D. Bicolorings

原题链接

题解

n+1会发生什么？
答案可不可以用结尾的状态来定义？
可不可以用结尾的状态来转移？

code

#include<bits/stdc++.h>
using namespace std;
#define ll long long
const ll mod=998244353;

ll dp[1005][2005][4]={0};

inline void read(ll &x) {
	x = 0;
	ll flag = 1;
	char c = getchar();
    while(c < '0' || c > '9'){
        if(c == '-') flag = -1;
        c = getchar();
    }
	while(c >= '0' && c <= '9') {
		x = (x << 3) + (x << 1) + (c ^ 48);
		c = getchar();
	}
	x *= flag;
}

inline void write(ll x)
{
    if(x < 0){
    	putchar('-');
		x = -x;
	}
    if(x > 9)
		write(x / 10);
    putchar(x % 10 + '0');
}

int main()
{
    ll n, k;
    read(n); read(k);
    dp[1][1][0] = 1;
    dp[1][1][3] = 1;
    dp[1][2][1] = 1;
    dp[1][2][2] = 1;
    for(ll i = 2; i <= n; i++)
● ● ● ● ● ● ●
* _任务目标_
请把这篇 Bicolorings 题解中“题解”标题下提出的问题全部列出来。 下面这些行取自另一个出处。
● ● ● ● ● ● ●
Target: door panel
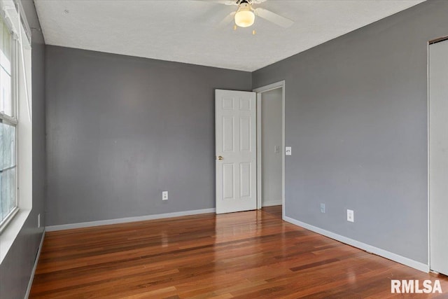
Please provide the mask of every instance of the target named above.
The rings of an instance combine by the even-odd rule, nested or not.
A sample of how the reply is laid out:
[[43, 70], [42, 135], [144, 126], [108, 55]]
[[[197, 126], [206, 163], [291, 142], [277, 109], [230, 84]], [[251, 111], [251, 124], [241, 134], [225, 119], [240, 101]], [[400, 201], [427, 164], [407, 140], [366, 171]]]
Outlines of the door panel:
[[429, 46], [430, 269], [448, 275], [448, 41]]
[[216, 90], [215, 101], [216, 213], [255, 209], [255, 94]]

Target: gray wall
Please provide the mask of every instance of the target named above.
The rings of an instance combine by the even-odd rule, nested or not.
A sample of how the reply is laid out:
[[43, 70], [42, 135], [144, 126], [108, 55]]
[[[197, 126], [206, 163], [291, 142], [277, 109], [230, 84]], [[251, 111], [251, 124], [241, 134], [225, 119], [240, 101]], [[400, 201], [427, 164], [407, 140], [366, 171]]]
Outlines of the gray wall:
[[251, 73], [49, 46], [46, 66], [48, 225], [215, 207], [214, 89]]
[[[261, 94], [262, 206], [281, 204], [282, 88]], [[276, 153], [275, 146], [279, 150]]]
[[253, 73], [286, 81], [287, 216], [427, 263], [427, 42], [447, 11], [429, 1]]
[[[40, 28], [33, 1], [22, 0], [22, 3], [30, 27]], [[45, 45], [38, 30], [33, 29], [32, 33], [33, 208], [0, 265], [0, 298], [5, 299], [24, 297], [43, 231], [37, 228], [37, 216], [43, 216], [45, 197]]]

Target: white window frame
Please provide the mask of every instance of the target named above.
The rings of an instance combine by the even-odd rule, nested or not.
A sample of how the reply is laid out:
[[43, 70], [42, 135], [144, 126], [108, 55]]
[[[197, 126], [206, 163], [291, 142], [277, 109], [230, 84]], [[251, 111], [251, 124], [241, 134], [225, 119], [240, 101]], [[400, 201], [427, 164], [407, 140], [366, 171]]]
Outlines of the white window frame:
[[[0, 232], [0, 264], [22, 230], [32, 209], [32, 98], [31, 30], [20, 0], [0, 0], [0, 13], [13, 27], [17, 38], [16, 76], [13, 86], [17, 98], [15, 116], [16, 175], [18, 210]], [[13, 92], [11, 91], [11, 93]], [[39, 228], [36, 219], [35, 228]]]
[[[6, 228], [10, 221], [14, 218], [14, 216], [19, 211], [20, 207], [20, 198], [18, 193], [19, 186], [19, 175], [18, 175], [18, 57], [19, 57], [19, 45], [18, 41], [18, 36], [14, 33], [13, 28], [11, 28], [10, 24], [6, 21], [6, 18], [4, 15], [1, 15], [0, 18], [4, 24], [6, 25], [6, 27], [9, 30], [11, 35], [11, 86], [10, 86], [10, 101], [11, 101], [11, 116], [4, 114], [0, 111], [0, 119], [4, 123], [6, 123], [9, 125], [14, 126], [15, 127], [15, 207], [9, 213], [9, 214], [3, 221], [0, 221], [0, 234]], [[1, 190], [0, 190], [1, 192]]]

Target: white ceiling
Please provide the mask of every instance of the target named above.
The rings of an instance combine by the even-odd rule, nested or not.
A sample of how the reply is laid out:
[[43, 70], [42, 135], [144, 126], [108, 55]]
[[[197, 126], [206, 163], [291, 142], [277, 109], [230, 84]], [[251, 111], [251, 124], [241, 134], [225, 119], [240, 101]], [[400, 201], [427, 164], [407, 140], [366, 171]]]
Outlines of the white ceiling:
[[257, 18], [237, 31], [218, 26], [237, 6], [213, 2], [34, 2], [49, 45], [253, 71], [424, 1], [269, 0], [254, 7], [294, 20], [292, 27]]

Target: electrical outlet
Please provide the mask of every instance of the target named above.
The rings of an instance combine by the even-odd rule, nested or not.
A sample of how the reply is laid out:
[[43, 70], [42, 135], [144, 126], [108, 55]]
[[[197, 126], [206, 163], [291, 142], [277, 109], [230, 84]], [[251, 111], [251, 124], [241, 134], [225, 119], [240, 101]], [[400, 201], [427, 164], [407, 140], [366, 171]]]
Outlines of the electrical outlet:
[[347, 221], [355, 222], [355, 215], [353, 210], [347, 210]]

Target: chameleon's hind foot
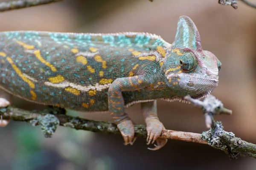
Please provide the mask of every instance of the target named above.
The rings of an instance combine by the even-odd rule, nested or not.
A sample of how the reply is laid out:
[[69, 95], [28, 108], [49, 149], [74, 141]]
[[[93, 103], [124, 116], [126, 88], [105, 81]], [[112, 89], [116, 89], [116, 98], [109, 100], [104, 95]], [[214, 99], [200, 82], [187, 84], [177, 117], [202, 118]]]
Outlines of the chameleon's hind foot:
[[[6, 99], [3, 98], [0, 98], [0, 108], [5, 108], [11, 105], [10, 102]], [[5, 127], [8, 125], [9, 120], [3, 119], [3, 116], [1, 115], [0, 118], [0, 127]]]
[[153, 148], [148, 147], [148, 149], [151, 150], [159, 150], [165, 145], [167, 142], [167, 139], [158, 138], [157, 139], [156, 142], [157, 142], [157, 144], [154, 144], [155, 147]]
[[151, 141], [152, 144], [153, 144], [155, 141], [157, 142], [157, 144], [154, 145], [155, 147], [148, 148], [148, 149], [151, 150], [157, 150], [163, 147], [167, 142], [167, 139], [158, 138], [161, 135], [162, 131], [165, 129], [165, 128], [163, 123], [158, 119], [155, 118], [148, 118], [146, 119], [146, 122], [148, 132], [147, 144], [149, 144]]
[[134, 129], [131, 120], [125, 120], [117, 125], [117, 128], [125, 140], [124, 144], [133, 145], [136, 138], [134, 137]]
[[11, 105], [10, 102], [5, 98], [0, 98], [0, 108], [5, 108]]
[[165, 129], [164, 126], [158, 119], [148, 119], [146, 120], [147, 124], [147, 132], [148, 138], [147, 138], [147, 144], [149, 144], [152, 141], [152, 144], [161, 135], [162, 131]]

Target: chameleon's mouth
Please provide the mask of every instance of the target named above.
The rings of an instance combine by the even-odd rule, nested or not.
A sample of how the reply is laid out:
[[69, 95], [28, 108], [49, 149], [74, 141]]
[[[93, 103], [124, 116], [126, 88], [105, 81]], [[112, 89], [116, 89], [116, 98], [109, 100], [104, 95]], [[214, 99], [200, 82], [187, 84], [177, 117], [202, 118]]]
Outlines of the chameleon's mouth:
● ● ● ● ● ● ●
* _本题答案_
1. n+1会发生什么？
2. 答案可不可以用结尾的状态来定义？
3. 可不可以用结尾的状态来转移？